• WHAT IS NEEDED:
Format the material below as a JSON list of strings with one string per line, skipping any blank lines.

• MATERIAL FOR THE TASK:
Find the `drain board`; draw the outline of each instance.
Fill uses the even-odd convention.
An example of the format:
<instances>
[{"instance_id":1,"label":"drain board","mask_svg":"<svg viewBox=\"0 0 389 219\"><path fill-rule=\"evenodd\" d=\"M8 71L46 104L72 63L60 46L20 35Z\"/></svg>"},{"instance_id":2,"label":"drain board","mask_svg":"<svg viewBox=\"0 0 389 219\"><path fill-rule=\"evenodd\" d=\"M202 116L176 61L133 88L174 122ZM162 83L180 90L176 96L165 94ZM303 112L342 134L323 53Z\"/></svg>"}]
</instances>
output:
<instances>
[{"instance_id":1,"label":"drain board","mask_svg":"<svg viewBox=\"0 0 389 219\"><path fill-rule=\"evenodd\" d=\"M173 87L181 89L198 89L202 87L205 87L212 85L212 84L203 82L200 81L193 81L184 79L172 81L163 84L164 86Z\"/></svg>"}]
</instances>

• RESULT:
[
  "Find the `drain board`; draw the outline of each instance.",
  "Fill uses the even-odd convention.",
  "An example of the format:",
  "<instances>",
  "[{\"instance_id\":1,\"label\":\"drain board\",\"mask_svg\":\"<svg viewBox=\\\"0 0 389 219\\\"><path fill-rule=\\\"evenodd\\\" d=\\\"M8 71L46 104L72 63L60 46L20 35Z\\\"/></svg>\"},{\"instance_id\":2,\"label\":\"drain board\",\"mask_svg\":\"<svg viewBox=\\\"0 0 389 219\\\"><path fill-rule=\\\"evenodd\\\" d=\\\"M202 116L176 61L133 88L174 122ZM162 83L180 90L176 96L165 94ZM303 112L342 134L323 53Z\\\"/></svg>\"}]",
  "</instances>",
  "output:",
  "<instances>",
  "[{\"instance_id\":1,\"label\":\"drain board\",\"mask_svg\":\"<svg viewBox=\\\"0 0 389 219\\\"><path fill-rule=\\\"evenodd\\\" d=\\\"M173 87L181 89L198 89L202 87L205 87L212 85L212 84L203 82L200 81L193 81L184 79L172 81L163 84L164 86Z\\\"/></svg>\"}]",
  "</instances>"
]